* _WORK TO DO_:
In the listing, locate the line containing "[pin] overcast sky", then quote it and all following lines exactly. Omit pictures.

Excerpts of pointing data:
= = = =

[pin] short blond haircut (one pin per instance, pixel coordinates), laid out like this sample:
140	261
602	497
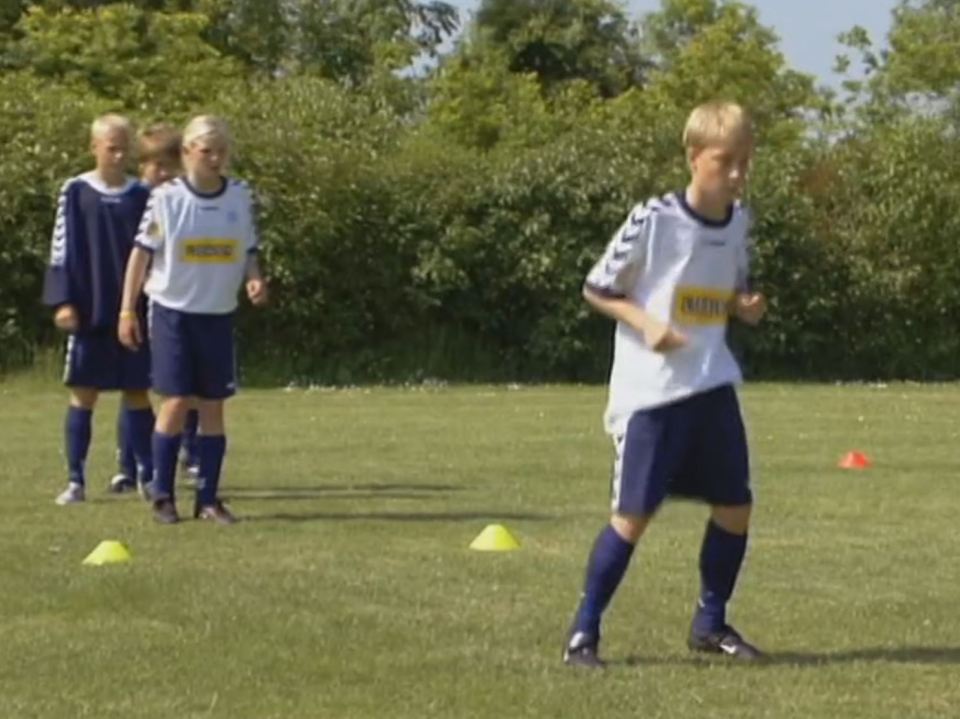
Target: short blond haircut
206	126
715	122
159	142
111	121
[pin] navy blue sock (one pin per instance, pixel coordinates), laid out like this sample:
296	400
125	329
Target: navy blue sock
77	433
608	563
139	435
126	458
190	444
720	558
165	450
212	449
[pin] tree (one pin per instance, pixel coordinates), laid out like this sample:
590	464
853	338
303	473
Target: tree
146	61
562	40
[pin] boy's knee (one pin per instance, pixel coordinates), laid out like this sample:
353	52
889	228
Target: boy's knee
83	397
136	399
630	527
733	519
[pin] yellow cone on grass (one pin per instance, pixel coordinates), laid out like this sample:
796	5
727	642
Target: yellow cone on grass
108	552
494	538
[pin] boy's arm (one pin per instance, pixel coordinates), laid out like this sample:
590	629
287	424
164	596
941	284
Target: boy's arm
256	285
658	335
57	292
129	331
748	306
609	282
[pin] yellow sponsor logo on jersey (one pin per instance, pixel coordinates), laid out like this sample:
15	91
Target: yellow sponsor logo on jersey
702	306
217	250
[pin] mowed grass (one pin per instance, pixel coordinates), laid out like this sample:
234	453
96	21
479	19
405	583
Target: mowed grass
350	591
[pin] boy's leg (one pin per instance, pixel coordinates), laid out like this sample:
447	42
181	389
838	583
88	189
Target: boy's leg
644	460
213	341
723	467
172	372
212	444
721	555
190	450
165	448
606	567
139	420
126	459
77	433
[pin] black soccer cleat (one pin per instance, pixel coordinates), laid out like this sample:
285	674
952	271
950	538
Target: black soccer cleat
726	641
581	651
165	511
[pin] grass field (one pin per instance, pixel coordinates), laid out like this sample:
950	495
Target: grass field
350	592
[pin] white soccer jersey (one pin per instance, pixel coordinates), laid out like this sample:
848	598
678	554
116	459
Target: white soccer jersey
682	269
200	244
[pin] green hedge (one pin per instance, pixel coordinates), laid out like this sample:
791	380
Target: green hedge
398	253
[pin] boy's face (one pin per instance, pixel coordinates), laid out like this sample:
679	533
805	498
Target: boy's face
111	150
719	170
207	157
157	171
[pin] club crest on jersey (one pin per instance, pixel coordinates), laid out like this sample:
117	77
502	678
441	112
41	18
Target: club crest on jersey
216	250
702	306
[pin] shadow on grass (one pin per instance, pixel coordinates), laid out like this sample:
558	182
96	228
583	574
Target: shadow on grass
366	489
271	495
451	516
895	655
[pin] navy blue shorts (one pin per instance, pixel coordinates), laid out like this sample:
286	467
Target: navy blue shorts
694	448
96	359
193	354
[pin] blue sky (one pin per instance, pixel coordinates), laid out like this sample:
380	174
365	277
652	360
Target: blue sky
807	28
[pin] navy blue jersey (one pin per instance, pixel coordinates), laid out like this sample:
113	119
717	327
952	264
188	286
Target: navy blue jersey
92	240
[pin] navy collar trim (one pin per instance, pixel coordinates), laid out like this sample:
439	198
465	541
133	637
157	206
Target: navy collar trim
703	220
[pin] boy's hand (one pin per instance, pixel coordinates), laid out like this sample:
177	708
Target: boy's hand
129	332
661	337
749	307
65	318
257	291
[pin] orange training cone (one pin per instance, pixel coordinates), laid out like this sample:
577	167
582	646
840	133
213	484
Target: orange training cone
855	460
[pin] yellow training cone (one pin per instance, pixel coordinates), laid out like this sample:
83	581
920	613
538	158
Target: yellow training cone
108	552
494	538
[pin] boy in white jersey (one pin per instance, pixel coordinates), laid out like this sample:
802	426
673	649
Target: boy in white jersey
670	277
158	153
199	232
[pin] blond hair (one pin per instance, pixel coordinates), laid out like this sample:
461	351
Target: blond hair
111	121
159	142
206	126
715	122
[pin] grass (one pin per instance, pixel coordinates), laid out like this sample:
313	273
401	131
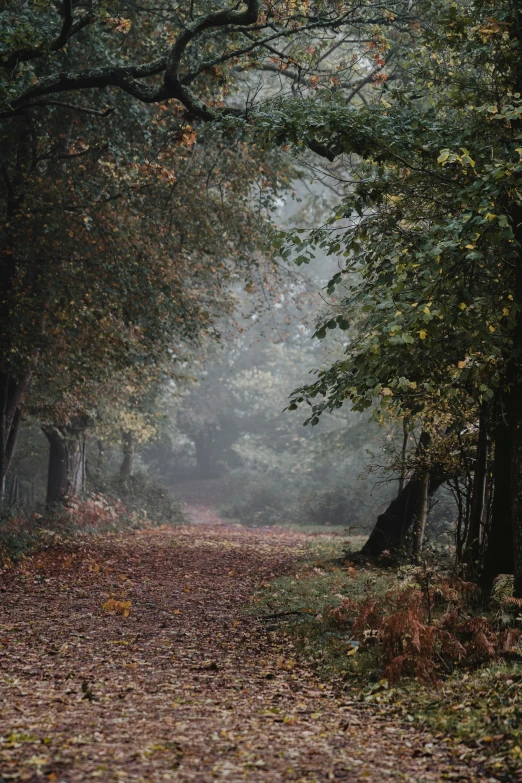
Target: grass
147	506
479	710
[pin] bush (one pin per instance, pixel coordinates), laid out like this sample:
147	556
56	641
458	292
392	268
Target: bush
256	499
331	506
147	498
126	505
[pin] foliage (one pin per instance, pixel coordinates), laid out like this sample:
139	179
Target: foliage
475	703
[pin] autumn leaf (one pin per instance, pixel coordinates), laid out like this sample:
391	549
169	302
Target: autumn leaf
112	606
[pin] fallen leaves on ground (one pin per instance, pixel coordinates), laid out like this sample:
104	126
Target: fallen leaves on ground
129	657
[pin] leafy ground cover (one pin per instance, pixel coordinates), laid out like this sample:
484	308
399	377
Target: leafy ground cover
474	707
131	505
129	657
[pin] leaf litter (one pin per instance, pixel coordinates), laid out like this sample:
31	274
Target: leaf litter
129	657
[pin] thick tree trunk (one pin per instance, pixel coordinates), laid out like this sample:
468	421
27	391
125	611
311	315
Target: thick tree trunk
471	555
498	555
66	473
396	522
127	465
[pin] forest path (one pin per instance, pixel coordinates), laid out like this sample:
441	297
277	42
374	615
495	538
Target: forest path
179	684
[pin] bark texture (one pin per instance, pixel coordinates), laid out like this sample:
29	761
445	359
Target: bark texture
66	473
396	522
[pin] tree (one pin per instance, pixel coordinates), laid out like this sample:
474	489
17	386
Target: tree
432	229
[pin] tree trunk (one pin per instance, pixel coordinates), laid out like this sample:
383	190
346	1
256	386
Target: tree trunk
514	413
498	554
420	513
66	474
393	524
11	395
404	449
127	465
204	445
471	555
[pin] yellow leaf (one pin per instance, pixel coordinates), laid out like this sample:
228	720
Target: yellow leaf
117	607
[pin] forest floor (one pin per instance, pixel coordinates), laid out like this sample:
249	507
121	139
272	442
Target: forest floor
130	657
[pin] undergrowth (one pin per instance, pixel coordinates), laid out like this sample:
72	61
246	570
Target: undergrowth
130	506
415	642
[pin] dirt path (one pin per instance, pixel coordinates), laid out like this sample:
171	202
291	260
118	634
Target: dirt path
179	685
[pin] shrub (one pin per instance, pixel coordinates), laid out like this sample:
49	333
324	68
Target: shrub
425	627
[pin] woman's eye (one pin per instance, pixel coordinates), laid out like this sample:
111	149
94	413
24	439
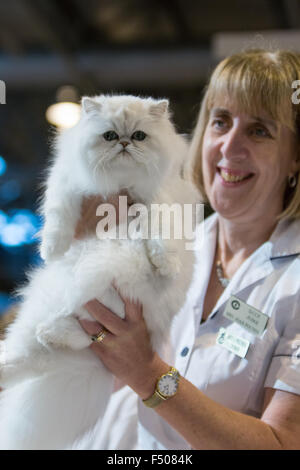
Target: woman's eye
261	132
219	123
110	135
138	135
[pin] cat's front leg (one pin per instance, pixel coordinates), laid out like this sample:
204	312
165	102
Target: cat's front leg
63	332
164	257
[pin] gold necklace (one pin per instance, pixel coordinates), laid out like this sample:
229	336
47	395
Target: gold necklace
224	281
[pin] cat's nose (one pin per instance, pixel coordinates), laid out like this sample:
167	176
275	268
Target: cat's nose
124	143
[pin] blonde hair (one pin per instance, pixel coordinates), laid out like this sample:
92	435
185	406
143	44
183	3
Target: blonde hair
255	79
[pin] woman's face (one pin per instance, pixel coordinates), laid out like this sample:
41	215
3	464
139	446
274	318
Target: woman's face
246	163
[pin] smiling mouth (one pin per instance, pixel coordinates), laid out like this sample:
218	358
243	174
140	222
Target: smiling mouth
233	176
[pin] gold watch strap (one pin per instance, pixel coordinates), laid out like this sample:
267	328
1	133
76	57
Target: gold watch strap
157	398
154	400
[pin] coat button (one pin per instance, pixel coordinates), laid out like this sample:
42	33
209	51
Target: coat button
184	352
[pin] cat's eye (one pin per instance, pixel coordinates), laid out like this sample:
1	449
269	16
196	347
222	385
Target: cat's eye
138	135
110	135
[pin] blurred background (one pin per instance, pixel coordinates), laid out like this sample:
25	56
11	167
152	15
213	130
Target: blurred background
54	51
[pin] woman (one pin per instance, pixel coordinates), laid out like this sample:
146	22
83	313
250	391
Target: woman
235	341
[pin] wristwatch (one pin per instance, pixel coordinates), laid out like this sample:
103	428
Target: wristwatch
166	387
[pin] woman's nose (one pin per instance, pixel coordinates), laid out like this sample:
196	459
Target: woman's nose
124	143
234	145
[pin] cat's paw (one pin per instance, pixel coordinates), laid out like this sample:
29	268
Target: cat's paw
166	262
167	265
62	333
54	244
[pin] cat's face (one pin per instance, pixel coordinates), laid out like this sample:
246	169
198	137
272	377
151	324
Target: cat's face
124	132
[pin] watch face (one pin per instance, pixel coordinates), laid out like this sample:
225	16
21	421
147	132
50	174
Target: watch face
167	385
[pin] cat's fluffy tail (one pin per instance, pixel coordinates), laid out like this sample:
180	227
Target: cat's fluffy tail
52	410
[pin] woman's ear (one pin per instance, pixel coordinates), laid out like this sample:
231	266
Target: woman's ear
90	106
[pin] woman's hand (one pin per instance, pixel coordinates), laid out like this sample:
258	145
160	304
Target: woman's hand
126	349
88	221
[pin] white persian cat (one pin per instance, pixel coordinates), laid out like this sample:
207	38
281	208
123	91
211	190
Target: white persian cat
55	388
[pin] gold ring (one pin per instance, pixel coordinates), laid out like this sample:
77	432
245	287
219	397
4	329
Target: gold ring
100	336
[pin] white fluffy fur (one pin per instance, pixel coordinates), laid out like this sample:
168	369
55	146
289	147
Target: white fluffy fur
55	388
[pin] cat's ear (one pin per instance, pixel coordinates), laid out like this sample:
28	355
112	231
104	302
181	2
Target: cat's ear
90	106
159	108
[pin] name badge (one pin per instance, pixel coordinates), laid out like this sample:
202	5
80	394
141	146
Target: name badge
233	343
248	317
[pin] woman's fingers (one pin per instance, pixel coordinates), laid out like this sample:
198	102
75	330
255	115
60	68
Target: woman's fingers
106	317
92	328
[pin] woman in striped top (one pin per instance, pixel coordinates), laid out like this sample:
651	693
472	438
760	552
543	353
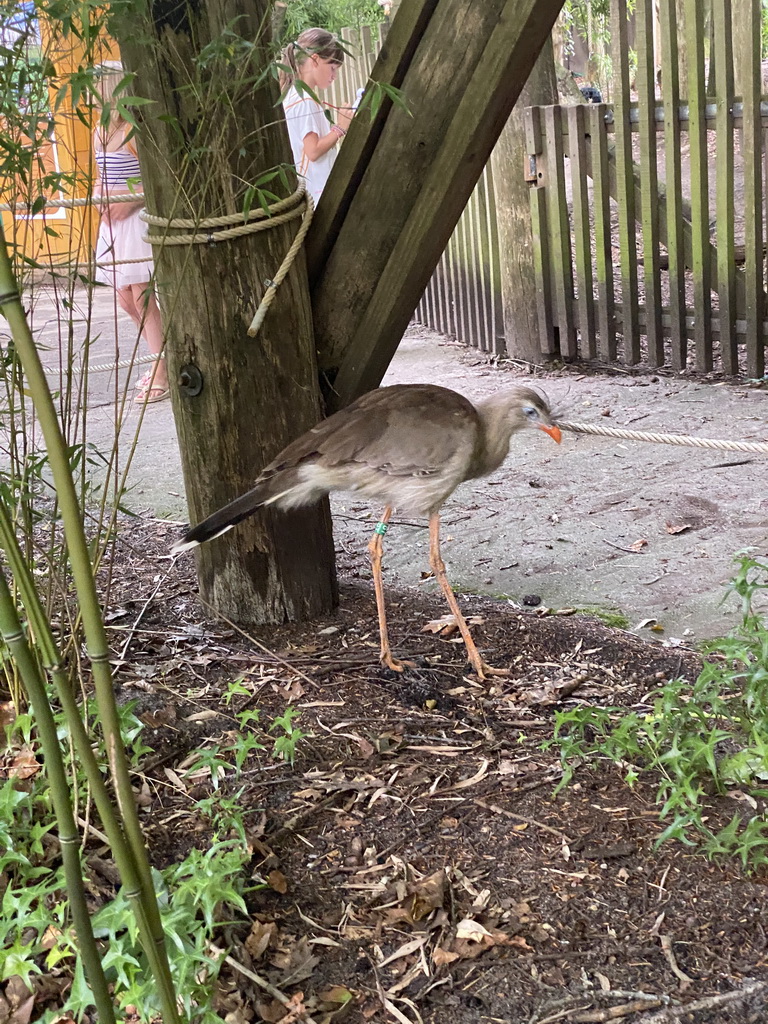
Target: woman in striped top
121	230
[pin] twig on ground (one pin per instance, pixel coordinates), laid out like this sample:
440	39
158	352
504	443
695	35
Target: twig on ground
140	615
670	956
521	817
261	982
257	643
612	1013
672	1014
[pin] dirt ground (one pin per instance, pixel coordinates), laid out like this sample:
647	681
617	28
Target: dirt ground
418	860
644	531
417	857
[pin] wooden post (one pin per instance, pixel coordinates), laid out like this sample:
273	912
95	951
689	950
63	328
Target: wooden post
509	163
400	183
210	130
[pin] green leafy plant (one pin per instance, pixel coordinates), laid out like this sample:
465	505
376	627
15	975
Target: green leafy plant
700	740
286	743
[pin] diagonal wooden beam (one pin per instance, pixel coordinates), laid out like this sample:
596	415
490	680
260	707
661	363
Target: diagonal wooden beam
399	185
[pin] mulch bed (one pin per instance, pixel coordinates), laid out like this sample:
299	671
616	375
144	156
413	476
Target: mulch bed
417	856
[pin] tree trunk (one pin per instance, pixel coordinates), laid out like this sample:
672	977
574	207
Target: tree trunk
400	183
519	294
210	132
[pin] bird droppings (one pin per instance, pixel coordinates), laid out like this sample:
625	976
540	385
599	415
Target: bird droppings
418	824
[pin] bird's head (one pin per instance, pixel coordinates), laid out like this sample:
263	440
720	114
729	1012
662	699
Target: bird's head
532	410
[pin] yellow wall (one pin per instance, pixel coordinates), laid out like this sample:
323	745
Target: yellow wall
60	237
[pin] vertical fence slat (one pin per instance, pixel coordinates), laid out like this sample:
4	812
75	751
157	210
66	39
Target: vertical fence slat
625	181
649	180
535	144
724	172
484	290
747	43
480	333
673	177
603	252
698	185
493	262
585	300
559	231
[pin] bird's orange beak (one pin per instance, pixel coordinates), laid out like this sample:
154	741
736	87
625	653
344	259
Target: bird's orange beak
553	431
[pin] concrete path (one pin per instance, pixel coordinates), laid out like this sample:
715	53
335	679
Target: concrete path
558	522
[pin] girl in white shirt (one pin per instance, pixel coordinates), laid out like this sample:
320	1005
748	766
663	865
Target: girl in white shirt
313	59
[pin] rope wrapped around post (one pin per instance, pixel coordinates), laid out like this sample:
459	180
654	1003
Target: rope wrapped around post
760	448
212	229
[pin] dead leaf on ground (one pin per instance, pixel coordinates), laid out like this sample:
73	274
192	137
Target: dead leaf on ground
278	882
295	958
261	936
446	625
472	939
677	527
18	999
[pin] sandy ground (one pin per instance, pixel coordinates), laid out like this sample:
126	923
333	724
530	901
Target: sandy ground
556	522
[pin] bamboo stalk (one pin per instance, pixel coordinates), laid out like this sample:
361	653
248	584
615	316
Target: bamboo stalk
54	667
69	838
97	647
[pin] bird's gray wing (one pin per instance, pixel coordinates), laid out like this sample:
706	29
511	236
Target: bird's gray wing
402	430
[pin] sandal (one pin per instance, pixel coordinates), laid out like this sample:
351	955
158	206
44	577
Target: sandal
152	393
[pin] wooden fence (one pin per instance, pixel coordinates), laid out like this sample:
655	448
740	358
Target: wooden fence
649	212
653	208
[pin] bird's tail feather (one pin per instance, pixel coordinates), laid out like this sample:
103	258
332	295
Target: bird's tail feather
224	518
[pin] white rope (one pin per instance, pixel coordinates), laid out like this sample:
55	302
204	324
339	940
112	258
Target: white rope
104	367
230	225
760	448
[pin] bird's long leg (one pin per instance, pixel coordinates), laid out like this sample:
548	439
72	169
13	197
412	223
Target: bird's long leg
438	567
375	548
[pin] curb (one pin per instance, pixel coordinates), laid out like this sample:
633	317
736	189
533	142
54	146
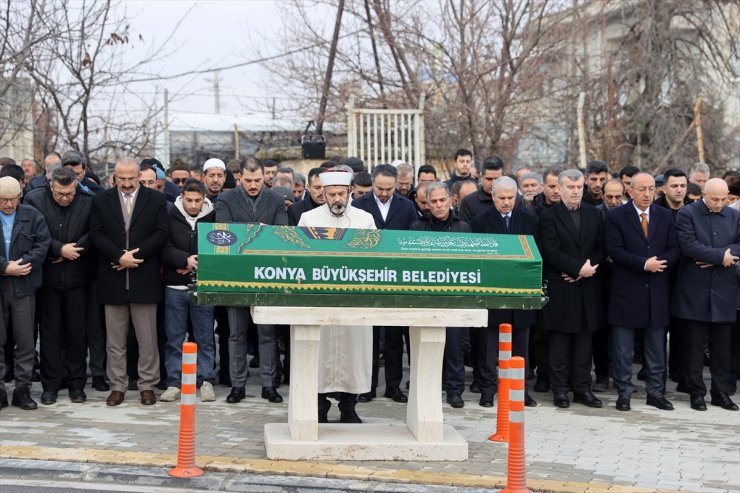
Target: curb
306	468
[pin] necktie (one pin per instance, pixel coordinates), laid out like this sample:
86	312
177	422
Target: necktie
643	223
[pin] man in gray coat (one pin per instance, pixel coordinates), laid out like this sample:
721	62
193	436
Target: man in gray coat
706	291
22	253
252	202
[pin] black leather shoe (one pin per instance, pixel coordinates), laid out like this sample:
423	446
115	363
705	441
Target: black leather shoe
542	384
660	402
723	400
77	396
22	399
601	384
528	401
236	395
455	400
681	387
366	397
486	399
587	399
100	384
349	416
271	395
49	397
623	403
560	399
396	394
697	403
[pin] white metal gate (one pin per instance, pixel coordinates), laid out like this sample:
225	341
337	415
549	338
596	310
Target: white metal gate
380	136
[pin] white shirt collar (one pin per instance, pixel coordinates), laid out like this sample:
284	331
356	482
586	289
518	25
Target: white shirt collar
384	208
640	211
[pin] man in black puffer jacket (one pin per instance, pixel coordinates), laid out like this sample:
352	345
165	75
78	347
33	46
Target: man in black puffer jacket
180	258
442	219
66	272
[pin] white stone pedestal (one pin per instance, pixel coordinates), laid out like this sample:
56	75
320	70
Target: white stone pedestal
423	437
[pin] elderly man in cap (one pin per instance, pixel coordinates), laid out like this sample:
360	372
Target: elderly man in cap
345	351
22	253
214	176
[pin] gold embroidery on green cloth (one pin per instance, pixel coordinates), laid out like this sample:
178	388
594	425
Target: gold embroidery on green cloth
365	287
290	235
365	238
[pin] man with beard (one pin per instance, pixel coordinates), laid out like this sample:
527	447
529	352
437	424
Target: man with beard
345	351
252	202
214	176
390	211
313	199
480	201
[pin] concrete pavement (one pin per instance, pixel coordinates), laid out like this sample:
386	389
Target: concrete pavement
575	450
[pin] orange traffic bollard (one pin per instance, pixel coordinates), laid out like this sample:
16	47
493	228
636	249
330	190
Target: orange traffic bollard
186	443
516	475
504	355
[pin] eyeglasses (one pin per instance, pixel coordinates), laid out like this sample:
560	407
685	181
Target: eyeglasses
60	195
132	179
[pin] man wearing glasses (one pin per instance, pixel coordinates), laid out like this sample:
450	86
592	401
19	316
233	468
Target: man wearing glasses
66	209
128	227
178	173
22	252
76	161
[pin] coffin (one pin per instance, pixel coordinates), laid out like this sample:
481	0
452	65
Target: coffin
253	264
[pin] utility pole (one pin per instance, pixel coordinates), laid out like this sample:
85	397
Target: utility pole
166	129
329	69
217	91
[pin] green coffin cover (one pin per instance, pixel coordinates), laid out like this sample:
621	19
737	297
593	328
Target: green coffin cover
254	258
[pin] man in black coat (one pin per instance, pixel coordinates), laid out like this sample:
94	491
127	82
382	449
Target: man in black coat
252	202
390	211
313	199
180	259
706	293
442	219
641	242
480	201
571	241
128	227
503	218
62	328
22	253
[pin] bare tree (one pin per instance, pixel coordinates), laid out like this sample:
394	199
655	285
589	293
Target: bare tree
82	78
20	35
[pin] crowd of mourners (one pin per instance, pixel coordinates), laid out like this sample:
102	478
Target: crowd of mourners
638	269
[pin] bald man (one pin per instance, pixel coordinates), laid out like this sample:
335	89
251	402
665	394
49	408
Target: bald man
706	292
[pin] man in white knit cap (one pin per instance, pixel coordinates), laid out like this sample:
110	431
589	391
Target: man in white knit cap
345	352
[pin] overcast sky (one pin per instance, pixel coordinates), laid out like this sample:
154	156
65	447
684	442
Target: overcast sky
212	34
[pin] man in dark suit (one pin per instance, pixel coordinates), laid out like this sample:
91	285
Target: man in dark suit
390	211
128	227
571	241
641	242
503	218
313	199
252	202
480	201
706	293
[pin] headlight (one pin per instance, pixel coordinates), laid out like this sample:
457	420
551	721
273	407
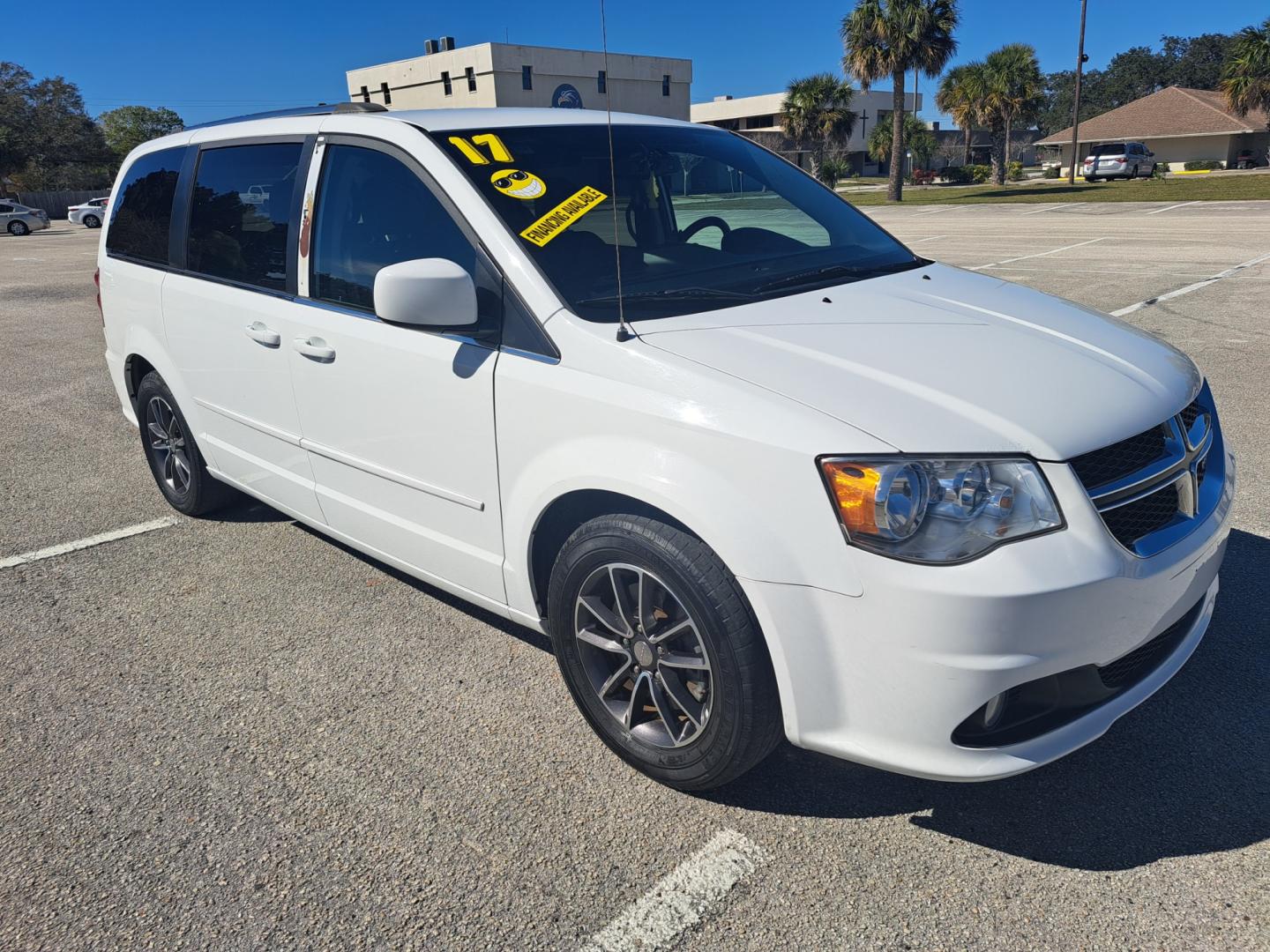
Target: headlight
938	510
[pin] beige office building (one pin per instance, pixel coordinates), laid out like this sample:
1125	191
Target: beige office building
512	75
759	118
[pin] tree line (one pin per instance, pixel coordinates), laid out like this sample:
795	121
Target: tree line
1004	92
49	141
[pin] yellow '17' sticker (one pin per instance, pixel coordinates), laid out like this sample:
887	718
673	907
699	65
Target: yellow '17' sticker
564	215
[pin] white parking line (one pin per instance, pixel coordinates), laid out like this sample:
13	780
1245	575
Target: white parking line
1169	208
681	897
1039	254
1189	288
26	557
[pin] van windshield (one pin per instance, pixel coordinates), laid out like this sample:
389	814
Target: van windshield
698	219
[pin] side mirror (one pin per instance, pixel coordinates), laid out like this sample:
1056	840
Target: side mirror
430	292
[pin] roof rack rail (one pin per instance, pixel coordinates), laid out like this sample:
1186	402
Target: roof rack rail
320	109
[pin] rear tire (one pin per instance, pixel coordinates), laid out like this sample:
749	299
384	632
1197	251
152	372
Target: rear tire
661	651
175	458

= = = =

* _RESPONSE TO THIS TASK_:
[pin] overcast sky (one pin per instance, pixel coordinates), laid out like this sample:
154	156
65	447
684	442
Target: overcast sky
212	34
[pin] man in dark suit (one pin per instance, pixel coordinates), laid out like this sample:
91	285
Target: man in dark suit
390	211
128	227
571	241
641	242
503	218
313	199
252	202
480	201
706	293
[pin] headlight (one pin per instance, pixel coordinates), laid out like this sample:
457	420
551	721
273	407
Target: headlight
938	510
[pin] beige office building (one pin per instance, pixel coordinates), laid out like this sample:
1125	191
Target: beige office building
512	75
759	118
[pin] tree line (one pin per instance, pixel coordinates), laid out like this sample:
795	121
Target: tree line
1004	92
49	141
[pin] yellow '17' sticker (one pin per instance, pixel coordinates), laid out like this sample:
887	718
673	907
699	65
Target: yellow '17' sticker
564	215
[pin] white parking line (one pin per instance, pixel coordinates), laid out like this sample:
13	780
1245	575
Target: white parking line
1169	208
681	897
1039	254
1189	288
26	557
[pin] van windshield (one pin per instance, pixel coordinates), laid out like this sample:
389	814
Target: van windshield
698	219
[pin] side mirror (one pin per instance, pixel coordinates), laid out like this sample:
1056	840
Target: side mirror
430	292
[pin] roof rack rail (one pin per instance, pixel coordinates), laid out like this sample:
1186	402
Target: roof rack rail
320	109
[pin] rear tire (one pin per instance, pixel coordinates), laid out like this sample:
749	299
384	632
1197	251
152	372
Target: rear tire
661	651
175	458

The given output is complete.